**PROBLEM DESCRIPTION**:
Copy the records verbatim from the line with "Query: **dark shadow area**" to the line with "Outline every instance of the **dark", including both of those lines and nothing else.
※ ※ ※
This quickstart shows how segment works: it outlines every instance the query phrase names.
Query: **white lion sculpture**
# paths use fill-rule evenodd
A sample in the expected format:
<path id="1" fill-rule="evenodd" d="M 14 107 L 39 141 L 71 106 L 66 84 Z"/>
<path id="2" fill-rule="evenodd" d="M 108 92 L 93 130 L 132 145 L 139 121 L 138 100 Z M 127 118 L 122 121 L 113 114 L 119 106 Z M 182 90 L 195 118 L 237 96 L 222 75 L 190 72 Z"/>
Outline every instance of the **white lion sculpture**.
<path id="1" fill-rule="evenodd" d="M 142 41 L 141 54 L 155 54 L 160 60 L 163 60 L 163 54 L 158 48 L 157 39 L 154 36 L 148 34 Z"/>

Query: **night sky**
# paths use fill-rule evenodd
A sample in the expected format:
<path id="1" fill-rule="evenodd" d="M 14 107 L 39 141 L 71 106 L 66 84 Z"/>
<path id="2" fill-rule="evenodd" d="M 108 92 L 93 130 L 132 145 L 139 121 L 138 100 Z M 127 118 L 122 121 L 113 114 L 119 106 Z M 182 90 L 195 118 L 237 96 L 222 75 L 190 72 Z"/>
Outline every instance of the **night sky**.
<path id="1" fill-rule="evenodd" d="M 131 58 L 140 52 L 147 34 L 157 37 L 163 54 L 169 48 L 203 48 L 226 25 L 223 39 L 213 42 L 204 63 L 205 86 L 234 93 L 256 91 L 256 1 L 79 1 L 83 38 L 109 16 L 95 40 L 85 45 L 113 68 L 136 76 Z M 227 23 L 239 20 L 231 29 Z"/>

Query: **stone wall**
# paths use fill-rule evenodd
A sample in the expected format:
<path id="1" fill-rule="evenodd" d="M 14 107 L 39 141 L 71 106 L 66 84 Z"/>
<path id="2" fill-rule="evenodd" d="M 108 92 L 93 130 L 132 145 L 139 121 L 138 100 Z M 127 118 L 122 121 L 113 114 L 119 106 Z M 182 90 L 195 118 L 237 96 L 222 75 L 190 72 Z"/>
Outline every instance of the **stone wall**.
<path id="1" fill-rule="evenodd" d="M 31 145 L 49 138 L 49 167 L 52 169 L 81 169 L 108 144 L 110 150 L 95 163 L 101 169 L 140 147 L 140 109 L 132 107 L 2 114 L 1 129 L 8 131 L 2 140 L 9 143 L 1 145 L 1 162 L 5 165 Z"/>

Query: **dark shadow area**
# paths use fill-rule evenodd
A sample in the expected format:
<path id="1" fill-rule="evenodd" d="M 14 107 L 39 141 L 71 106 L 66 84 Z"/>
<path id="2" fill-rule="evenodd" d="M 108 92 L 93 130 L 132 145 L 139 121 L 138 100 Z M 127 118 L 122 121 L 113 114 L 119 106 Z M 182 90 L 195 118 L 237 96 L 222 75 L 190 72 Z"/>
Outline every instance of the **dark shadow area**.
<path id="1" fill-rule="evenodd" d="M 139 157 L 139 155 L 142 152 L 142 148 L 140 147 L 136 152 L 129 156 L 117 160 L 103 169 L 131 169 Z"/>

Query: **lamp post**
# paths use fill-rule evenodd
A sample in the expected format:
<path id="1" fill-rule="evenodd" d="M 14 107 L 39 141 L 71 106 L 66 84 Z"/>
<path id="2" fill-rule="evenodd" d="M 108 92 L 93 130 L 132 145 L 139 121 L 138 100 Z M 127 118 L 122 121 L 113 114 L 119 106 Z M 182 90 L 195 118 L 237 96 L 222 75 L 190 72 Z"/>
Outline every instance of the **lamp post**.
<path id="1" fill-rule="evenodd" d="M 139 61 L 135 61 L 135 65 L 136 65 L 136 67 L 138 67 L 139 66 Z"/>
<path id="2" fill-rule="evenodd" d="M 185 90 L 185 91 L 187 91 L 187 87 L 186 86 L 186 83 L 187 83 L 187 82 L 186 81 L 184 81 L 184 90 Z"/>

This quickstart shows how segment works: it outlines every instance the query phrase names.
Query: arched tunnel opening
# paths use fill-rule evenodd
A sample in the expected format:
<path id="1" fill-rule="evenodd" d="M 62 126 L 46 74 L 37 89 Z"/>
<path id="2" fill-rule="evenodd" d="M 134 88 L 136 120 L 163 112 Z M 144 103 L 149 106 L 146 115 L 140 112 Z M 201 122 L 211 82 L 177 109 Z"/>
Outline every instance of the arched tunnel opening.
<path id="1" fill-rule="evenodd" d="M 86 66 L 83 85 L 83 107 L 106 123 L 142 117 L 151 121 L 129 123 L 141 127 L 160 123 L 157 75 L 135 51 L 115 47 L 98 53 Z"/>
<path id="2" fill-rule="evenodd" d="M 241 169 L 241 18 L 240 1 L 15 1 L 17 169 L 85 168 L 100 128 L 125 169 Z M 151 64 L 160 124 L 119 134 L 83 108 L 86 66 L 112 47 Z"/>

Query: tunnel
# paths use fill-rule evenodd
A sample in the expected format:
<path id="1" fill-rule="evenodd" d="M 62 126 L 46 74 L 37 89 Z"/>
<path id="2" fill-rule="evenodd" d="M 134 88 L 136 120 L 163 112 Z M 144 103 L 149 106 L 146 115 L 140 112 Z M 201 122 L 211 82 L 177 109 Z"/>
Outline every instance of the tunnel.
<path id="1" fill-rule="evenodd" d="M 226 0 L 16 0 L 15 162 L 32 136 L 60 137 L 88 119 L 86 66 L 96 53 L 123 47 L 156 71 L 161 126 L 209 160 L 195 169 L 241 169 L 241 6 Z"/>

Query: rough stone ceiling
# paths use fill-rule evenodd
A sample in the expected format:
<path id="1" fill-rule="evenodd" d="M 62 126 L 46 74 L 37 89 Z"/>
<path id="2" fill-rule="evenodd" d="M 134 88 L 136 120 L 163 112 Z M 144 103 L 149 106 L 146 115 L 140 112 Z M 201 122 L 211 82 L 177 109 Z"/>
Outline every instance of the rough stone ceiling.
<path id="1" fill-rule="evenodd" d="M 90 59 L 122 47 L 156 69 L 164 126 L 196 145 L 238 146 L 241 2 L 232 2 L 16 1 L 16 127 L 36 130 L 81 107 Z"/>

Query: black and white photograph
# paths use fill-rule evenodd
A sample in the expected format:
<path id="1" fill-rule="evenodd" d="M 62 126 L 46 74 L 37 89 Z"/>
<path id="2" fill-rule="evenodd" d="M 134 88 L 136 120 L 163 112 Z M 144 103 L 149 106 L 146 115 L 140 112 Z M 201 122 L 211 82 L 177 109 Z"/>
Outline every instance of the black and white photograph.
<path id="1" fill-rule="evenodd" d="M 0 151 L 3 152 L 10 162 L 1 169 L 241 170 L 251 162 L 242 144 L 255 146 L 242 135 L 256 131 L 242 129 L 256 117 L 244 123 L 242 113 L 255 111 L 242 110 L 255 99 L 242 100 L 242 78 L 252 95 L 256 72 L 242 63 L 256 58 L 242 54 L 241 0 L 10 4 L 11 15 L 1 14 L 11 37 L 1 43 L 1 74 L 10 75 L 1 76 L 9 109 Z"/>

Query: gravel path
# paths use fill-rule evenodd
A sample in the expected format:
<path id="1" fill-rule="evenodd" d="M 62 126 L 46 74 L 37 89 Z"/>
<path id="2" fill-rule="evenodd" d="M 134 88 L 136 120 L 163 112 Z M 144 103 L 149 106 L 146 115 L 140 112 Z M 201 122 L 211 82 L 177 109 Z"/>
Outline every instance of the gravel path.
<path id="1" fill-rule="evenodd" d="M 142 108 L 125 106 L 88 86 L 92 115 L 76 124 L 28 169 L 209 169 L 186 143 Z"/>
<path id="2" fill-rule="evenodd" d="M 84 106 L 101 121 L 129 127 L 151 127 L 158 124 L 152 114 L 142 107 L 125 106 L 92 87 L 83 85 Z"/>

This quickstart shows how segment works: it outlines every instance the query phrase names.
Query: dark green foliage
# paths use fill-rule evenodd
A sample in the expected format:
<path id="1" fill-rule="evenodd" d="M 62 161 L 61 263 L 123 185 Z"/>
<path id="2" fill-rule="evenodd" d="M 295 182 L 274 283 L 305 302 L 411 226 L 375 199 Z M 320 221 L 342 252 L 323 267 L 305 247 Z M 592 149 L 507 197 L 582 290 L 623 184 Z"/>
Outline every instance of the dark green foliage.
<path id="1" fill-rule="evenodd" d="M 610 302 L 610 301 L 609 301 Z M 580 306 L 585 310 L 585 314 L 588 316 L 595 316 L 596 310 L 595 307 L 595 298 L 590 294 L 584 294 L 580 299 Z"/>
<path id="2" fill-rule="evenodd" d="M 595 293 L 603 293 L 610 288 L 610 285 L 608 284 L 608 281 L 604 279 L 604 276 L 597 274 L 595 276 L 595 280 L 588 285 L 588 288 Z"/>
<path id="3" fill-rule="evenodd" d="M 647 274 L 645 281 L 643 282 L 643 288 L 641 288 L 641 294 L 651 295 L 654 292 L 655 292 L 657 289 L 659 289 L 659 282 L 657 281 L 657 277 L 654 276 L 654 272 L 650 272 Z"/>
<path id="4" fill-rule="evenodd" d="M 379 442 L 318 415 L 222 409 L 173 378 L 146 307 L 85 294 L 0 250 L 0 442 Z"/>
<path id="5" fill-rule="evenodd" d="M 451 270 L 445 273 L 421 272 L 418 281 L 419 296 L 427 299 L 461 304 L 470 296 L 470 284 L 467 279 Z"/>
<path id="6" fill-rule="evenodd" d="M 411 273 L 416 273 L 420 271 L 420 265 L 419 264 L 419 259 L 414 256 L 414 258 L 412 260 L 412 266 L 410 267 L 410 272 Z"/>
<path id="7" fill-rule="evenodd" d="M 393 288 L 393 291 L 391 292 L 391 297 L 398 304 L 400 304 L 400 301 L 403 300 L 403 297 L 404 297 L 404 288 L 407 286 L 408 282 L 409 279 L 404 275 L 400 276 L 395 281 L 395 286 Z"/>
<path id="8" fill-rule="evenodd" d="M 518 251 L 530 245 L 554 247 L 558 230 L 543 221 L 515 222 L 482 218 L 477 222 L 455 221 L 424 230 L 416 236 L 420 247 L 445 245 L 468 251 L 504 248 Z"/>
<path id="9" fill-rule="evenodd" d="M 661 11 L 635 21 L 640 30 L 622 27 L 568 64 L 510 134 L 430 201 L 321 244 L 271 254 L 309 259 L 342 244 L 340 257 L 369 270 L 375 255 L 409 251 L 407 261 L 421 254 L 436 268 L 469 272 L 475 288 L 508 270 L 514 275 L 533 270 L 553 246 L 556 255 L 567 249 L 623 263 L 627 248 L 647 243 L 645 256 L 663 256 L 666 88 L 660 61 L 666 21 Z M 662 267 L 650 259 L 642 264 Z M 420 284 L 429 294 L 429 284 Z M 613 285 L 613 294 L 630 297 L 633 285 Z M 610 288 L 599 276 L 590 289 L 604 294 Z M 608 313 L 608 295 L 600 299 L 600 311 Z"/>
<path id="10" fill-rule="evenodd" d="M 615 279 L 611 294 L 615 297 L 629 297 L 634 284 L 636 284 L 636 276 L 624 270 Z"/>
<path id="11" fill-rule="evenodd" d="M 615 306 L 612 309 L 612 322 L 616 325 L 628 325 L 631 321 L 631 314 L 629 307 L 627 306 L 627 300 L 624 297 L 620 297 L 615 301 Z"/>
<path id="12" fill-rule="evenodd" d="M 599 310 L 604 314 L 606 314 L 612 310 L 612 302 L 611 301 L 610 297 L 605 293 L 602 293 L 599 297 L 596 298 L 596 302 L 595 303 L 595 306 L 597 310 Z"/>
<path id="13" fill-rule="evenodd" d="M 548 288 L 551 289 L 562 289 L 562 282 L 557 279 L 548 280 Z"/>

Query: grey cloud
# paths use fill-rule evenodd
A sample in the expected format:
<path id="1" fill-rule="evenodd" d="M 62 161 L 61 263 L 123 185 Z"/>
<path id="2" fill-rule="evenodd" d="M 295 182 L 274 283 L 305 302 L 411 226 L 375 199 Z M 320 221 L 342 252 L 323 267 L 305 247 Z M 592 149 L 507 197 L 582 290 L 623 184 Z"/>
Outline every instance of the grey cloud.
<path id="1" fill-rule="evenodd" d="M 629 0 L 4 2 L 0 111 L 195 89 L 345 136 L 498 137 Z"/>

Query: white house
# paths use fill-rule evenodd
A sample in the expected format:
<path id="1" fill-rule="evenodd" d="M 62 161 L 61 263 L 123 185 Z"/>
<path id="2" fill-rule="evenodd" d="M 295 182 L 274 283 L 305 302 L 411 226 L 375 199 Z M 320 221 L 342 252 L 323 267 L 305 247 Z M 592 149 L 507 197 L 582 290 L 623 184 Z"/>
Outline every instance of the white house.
※ ※ ※
**ANSWER FOR THE TASK**:
Query: **dark shadow area**
# paths use fill-rule evenodd
A sample in the expected format:
<path id="1" fill-rule="evenodd" d="M 14 107 L 39 141 L 71 106 L 66 84 Z"/>
<path id="2" fill-rule="evenodd" d="M 108 92 L 93 130 L 132 145 L 139 121 L 138 100 Z M 127 118 L 122 121 L 113 114 L 119 106 Z M 182 90 L 195 118 L 237 96 L 222 75 L 190 72 Z"/>
Outline every instance of the **dark shadow area**.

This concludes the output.